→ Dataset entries
☆ ☆ ☆ ☆ ☆ ☆ ☆

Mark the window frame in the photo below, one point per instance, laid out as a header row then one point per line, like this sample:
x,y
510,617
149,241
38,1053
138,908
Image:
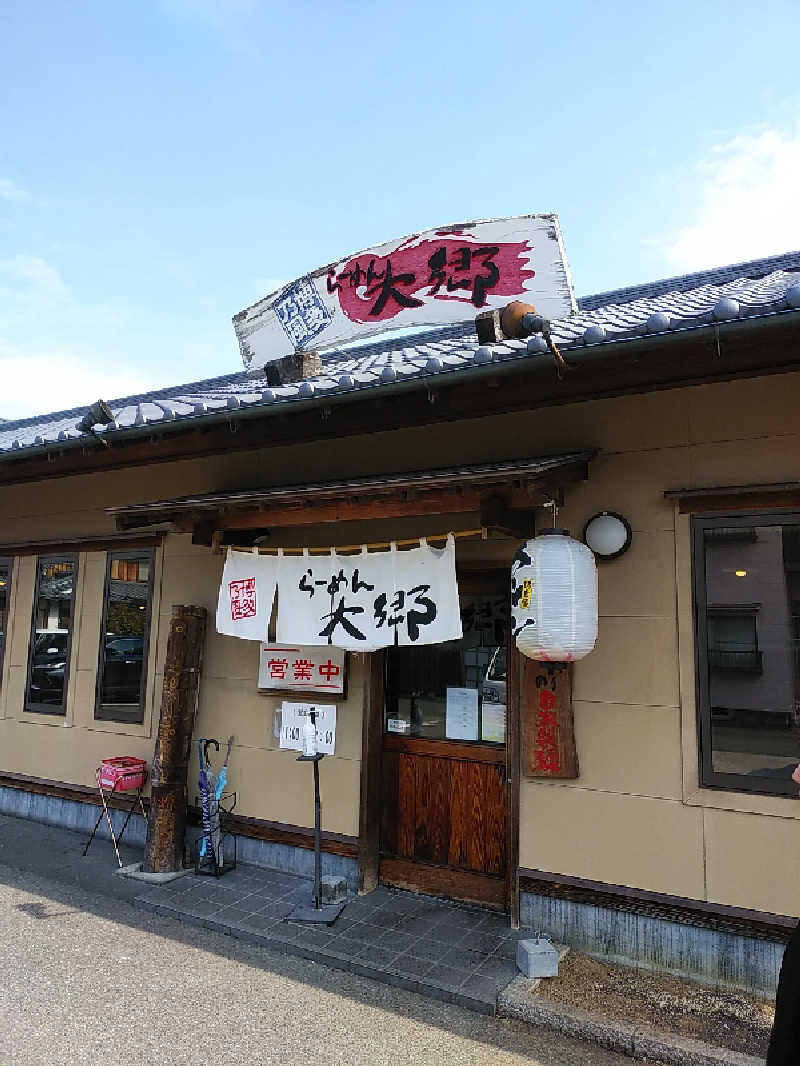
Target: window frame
x,y
112,714
5,561
29,706
708,777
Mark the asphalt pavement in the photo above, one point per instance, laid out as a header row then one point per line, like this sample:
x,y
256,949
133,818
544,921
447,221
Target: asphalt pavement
x,y
88,981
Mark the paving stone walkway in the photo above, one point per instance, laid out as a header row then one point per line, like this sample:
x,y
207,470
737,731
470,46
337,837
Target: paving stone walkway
x,y
448,951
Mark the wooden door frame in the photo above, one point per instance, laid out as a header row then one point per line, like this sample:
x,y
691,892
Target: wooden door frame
x,y
371,798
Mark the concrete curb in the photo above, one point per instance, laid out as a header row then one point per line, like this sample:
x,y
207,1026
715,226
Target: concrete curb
x,y
517,1001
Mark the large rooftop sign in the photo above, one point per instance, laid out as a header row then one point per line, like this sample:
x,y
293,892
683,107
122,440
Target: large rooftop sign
x,y
438,277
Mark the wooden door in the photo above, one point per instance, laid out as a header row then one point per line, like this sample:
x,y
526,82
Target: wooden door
x,y
445,791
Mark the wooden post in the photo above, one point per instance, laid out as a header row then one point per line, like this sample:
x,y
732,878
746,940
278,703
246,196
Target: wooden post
x,y
369,821
163,851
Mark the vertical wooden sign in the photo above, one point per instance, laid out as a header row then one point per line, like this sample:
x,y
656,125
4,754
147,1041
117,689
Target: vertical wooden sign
x,y
548,724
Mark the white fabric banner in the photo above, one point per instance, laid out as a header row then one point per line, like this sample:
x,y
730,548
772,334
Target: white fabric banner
x,y
426,595
246,594
370,600
330,599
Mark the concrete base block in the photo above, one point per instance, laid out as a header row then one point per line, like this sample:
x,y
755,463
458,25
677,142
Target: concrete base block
x,y
537,957
333,889
134,871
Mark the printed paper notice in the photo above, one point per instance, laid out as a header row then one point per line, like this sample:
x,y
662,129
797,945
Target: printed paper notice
x,y
462,714
493,723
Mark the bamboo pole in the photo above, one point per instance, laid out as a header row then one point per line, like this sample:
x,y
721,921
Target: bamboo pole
x,y
163,851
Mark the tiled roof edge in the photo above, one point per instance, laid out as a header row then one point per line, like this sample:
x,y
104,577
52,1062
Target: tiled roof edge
x,y
683,283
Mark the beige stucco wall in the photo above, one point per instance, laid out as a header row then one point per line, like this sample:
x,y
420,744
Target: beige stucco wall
x,y
636,816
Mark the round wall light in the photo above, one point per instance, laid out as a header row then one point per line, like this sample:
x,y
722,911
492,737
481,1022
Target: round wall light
x,y
608,534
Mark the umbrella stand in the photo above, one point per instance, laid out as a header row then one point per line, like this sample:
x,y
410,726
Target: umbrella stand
x,y
328,913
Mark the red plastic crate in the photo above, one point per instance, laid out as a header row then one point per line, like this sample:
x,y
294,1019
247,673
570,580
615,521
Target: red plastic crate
x,y
124,771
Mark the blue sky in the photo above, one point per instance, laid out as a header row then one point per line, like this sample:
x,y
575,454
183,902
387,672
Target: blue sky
x,y
163,163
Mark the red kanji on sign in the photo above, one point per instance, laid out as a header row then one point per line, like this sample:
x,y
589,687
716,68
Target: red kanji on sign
x,y
329,669
547,755
242,598
302,669
278,668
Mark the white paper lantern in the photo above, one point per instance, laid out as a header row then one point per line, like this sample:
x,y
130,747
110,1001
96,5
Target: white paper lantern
x,y
554,598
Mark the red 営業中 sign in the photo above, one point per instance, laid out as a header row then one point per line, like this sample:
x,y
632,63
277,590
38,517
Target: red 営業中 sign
x,y
301,668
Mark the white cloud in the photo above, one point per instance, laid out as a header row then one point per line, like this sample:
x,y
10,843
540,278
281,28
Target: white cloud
x,y
33,275
13,193
38,382
749,204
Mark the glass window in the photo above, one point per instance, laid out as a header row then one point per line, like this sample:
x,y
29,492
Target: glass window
x,y
456,690
748,642
123,662
48,661
4,592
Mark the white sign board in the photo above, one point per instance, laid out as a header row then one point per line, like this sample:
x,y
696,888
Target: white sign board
x,y
461,716
436,277
301,667
292,719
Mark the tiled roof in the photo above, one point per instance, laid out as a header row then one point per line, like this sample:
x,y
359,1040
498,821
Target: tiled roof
x,y
738,291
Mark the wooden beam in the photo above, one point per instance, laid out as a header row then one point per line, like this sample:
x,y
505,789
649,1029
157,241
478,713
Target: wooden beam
x,y
428,503
513,775
776,497
547,721
518,522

☆ ☆ ☆ ☆ ☆ ☆ ☆

→ Work instruction
A word-for-word repetition of the data above, without pictures, is the expected answer.

→ Expected answer
Mark the window frame in the photo below, one point per instance, laid out as a header row then one point per line, like this sample:
x,y
510,617
149,241
38,1053
138,908
Image:
Target: window frame
x,y
112,714
5,561
29,706
708,777
Mark the asphalt pavement in the photo above, one point per instance, laid out as a header row then one point per line, like this sample:
x,y
256,949
133,818
544,921
447,221
Target: asphalt pavement
x,y
88,981
Mark the paving stone walkway in the photo above, one point per instance, laid out as a header row then one point per line, like this sample:
x,y
207,470
737,731
470,46
337,837
Target: paving stone walkway
x,y
448,951
Mark the wooden door frame in the photo above, one point per instance, laid out as a header row then one point per line, like this sample:
x,y
691,892
Target: wooden door frame
x,y
371,798
Mark the concrete curb in the photo above, one point per instance, laid out as a header row then one point per line, like this sample:
x,y
207,1026
715,226
Target: concrete curb
x,y
517,1001
Mark the large rooftop sign in the photo above, one point per instance, laid out as a header row then one point per line, like this sample:
x,y
293,892
683,107
122,440
Target: large rooftop sign
x,y
438,277
Mark the wooden door in the photo above, one point per instance, laid out as a header row then one point per line, like this sample:
x,y
526,82
Target: wooden door
x,y
445,791
Mark the wooden post in the photo above, one point per instance, laid out as a header row then one point per line, like this sample:
x,y
732,878
746,940
278,703
246,196
Target: wooden post
x,y
369,821
163,851
Mark the vertical wooden sign in the photo above, one point per instance, laid out as a header row then one point per line, like this sample:
x,y
656,125
4,754
147,1041
117,689
Target: vertical wooden sign
x,y
548,724
Mark the white fabric banner in the photo above, one point per instance, laid out as a header row then one point per line, like this sample:
x,y
730,548
772,334
Target: white fabric banner
x,y
426,595
246,594
370,600
330,599
Mark the concrete base block in the photo above, one point per instance, laid out as a header row then one point per line, like this sample:
x,y
755,463
458,25
677,142
Target: concrete base block
x,y
537,957
333,889
134,871
Mark the printed paper notice in the photo above, one point per instance, laid out as a header row then one point per line, like this sample:
x,y
662,129
797,945
Target: printed paper notice
x,y
462,714
493,723
Mark the bamboo pole in the photo above, one point per instance, laid out as a header row then one point per line, like this sample:
x,y
721,921
Target: bamboo pole
x,y
163,851
Mark the tiled roof edge in the photo above, one point per instance, laid out as a header row then one point per line, like this sample:
x,y
104,577
52,1062
Target: tiled roof edge
x,y
683,283
Mark the beige stucco wall in the photo above, one point per instance, laid out as a header row then one point per line, like this sample:
x,y
420,744
Target: beige stucco wall
x,y
636,816
Mark the round wall light in the photo above, one point per instance, laid out as a header row then one point per line, like this sample:
x,y
722,911
492,737
481,1022
Target: round wall light
x,y
608,534
Mark the umbrella stand in the photo above, one point per instance, laid out as a header row then one point per line, like this sample:
x,y
410,726
Target: umbrella stand
x,y
328,913
Mark the red plastic crate in the photo above, one point per instance, laid out as a header row then one point per line, like this sample:
x,y
294,1019
247,673
570,580
615,521
Target: red plastic crate
x,y
124,771
Mark the blue sky in the photo above, one point per instance, laid out as a header row then one point per line, like this sample:
x,y
575,454
183,902
387,672
Target: blue sky
x,y
163,163
Mark the red kanji on sign in the photo above, one point per instance, laid out as a header row then one point per line, like this sample:
x,y
589,687
716,68
Target: red kanji on sign
x,y
329,669
547,755
242,598
302,669
278,668
Mark the white paper lantern in the photo above, one point per instance, laid out as a header row then one point per line, like this sample:
x,y
130,747
110,1001
96,5
Target: white paper lantern
x,y
554,598
Mark the red 営業中 sign in the photo above, one point per instance, laid out as a header row then one point per line, like this sample:
x,y
632,63
277,590
38,517
Target: red 営業中 sign
x,y
301,668
Mark the white cloud in the photo above, one point per instance, laid out as a header row then one point per line, like this sample:
x,y
10,843
540,278
281,28
Target: white cloud
x,y
33,275
13,193
38,382
749,204
Mark the glass window in the photo above, one point per instance, laid out as a header row then one point per line, like this sample:
x,y
29,492
Target: glass window
x,y
456,690
748,642
123,662
48,661
4,592
Mark the white sign board in the photo above, one point per instance, laid out as a header row then one point per line, like this sample:
x,y
696,888
Target: white sign board
x,y
461,716
436,277
301,667
292,719
Mark the tiled roof in the photo above, one point per instance, laid out as a header row then one point per line, like this sample:
x,y
359,1040
498,821
Target: tiled roof
x,y
738,291
Mark the wooden beam in the photo above, one point per instance, laid out as a header row then one point per line, like this sample:
x,y
505,789
649,1029
157,241
478,713
Target: wooden beam
x,y
428,503
513,775
776,497
547,721
518,522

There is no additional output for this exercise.